Фрагмент текста =
◆ ◆ ◆

Замечателен на склонах парка и ансамбль из Чайного павильона и двух круглых беседок, дышащих какой-то одухотворенностью, античною радостью бытия. Если про античные статуи говорят нередко, что их мрамор живет, то здесь дышит и поет прозаический кирпич под забеленною штукатуркой; здесь зодчество становится скульптурой, не знающей парадных, фасадных и непарадных частей: павильон и беседки, как статуи, равно красивы со всех сторон, а общую концепцию бокового паркового входа в большой дом можно сравнивать с каким-нибудь барельефом. В орнаментальных декорациях, в узорах решеток – всюду встречаются характерные для Жилярди любимые им лебеди и лиры, в извивах которых повторяются те же линии лебединой шеи. И самое зодчество Жилярди – лебединая песнь стиля империи, последнее его слово, высочайшее достижение».
А принадлежал этот «чудесный уголок», эта «жемчужина», «высочайшее достижение» и «лебединая песнь» Николаю Александровичу Найденову, одному из самых интересных московских краеведов. И, безусловно, самому богатому.
Кстати, читается его фамилия так же, как пишется – не через «ё», а через «е».
* * *
Николай Найденов родился в 1834 году, в семье Александра Егоровича Найденова, московского купца третьей (не слишком-то высокой) гильдии. Николаю повезло – вопреки нравам того времени, он учился отнюдь не в отцовском амбаре, а в Петропавловском Евангелическо-лютеранском училище. Оно действовало в Старосадском переулке, при церкви апостолов Петра и Павла, и было известно «по педагогической выдержанности, от которой в восторге не одни немцы, а и православные москвичи». Действительно, в училище работали прекрасные преподаватели, а многие уроки даже велись на иностранных языках (немецком и французском). Там были курсы купеческой арифметики, бухгалтерии, конторского дела, опирались они на примеры самых передовых западных фирм, поэтому московские купцы иной раз рисковали отдавать туда своих детишек.
Несмотря на некую несовместимость училищных традиций с патриархальными домашними, Николай закончил лютеранское училище с аттестатом «первого ученика». Но научные труды продолжил – через некоторое время перевел с немецкого «Купеческую арифметику. Руководство для купцов и реальных училищ» А. Штейнгауза (она стала первым в России учебником такого плана). Затем последовали и другие переводы.
Вместе с тем, Николай помогает отцу в торговых и промышленных делах, а после смерти Александра Егоровича, в 1864 году становится главою фирмы «А. Найденов и сыновья». Обойдя при этом своего старшего брата Виктора и нарушив еще одну традицию московского купечества.
Впрочем, промышленная деятельность Николая Александровича особенной оригинальностью не отличалась. Гораздо интереснее его общественная жизнь. С 1866 года и до самой смерти Найденов был гласным членом Московской думы.

◆ ◆ ◆

Задание = Перепишите отрывок текста о Николае Найденове между словами "Кстати, читается его" и "туда своих детишек." включительно, подставив "Армянском переулке" вместо "Старосадском переулке".

Исходные строки
◆ ◆ ◆

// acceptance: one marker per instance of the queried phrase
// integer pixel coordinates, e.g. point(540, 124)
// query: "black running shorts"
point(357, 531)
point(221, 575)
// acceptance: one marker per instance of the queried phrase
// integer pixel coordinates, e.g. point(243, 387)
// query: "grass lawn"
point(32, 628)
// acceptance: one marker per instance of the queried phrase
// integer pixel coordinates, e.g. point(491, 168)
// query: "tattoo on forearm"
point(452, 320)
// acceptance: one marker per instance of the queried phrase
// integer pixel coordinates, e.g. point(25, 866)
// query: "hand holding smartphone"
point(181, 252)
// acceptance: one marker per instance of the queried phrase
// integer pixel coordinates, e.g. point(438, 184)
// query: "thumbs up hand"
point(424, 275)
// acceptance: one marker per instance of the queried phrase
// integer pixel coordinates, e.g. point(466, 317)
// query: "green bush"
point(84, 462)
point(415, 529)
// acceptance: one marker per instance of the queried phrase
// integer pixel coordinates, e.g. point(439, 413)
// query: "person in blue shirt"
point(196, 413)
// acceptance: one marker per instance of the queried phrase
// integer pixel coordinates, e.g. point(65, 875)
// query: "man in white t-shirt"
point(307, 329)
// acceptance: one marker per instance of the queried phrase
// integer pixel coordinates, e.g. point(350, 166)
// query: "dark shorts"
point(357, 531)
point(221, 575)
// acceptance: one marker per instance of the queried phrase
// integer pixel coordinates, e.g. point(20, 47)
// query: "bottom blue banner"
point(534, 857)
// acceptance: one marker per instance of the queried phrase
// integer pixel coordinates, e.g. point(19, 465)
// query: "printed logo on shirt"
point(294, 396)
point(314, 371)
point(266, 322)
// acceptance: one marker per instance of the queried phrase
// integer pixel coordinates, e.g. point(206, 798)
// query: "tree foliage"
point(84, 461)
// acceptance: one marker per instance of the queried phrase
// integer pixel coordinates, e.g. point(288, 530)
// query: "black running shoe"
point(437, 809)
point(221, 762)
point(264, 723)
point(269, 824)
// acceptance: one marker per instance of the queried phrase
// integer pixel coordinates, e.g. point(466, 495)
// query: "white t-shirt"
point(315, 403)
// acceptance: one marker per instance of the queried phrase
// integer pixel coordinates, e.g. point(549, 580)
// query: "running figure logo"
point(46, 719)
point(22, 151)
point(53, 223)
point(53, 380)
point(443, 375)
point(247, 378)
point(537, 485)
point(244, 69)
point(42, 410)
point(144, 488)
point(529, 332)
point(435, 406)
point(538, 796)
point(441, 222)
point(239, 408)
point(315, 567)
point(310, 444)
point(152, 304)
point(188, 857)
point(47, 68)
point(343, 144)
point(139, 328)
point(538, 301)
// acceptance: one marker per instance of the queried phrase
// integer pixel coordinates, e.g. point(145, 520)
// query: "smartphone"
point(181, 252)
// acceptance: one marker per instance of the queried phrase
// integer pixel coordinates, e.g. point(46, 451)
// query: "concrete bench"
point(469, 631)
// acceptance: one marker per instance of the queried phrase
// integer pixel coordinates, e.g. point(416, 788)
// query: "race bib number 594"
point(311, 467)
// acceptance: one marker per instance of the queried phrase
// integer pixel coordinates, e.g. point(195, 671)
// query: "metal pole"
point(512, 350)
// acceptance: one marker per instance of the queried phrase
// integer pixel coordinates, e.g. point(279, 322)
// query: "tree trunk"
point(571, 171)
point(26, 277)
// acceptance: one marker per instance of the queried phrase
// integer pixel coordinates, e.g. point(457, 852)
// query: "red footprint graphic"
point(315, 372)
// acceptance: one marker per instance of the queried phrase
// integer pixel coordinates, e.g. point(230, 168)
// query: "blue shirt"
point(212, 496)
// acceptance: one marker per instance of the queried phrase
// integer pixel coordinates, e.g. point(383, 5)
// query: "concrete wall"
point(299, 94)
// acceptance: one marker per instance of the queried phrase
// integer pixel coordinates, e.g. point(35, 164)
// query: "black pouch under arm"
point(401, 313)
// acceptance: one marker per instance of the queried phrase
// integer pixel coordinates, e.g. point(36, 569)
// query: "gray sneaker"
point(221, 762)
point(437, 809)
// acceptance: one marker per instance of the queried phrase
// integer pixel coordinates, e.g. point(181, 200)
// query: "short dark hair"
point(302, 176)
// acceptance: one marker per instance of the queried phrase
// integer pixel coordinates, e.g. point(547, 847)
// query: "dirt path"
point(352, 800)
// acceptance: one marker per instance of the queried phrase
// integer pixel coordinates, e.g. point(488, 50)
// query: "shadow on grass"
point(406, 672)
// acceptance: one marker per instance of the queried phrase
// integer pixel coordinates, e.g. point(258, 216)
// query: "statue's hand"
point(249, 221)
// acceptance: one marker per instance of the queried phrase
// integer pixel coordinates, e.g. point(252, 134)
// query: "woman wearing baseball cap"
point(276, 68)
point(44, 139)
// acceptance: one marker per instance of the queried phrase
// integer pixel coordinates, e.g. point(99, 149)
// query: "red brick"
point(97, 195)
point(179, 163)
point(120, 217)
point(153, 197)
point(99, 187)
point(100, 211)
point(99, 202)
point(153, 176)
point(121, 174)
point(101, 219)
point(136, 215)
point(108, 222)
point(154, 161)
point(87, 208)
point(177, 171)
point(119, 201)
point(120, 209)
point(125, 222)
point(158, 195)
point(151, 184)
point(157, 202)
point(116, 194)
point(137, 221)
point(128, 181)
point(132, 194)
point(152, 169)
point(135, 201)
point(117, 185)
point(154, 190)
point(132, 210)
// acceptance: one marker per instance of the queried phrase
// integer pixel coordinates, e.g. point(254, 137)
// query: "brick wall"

◆ ◆ ◆

Решение =
Кстати, читается его фамилия так же, как пишется – не через «ё», а через «е».
* * *
Николай Найденов родился в 1834 году, в семье Александра Егоровича Найденова, московского купца третьей (не слишком-то высокой) гильдии. Николаю повезло – вопреки нравам того времени, он учился отнюдь не в отцовском амбаре, а в Петропавловском Евангелическо-лютеранском училище. Оно действовало в Армянском переулке, при церкви апостолов Петра и Павла, и было известно «по педагогической выдержанности, от которой в восторге не одни немцы, а и православные москвичи». Действительно, в училище работали прекрасные преподаватели, а многие уроки даже велись на иностранных языках (немецком и французском). Там были курсы купеческой арифметики, бухгалтерии, конторского дела, опирались они на примеры самых передовых западных фирм, поэтому московские купцы иной раз рисковали отдавать туда своих детишек.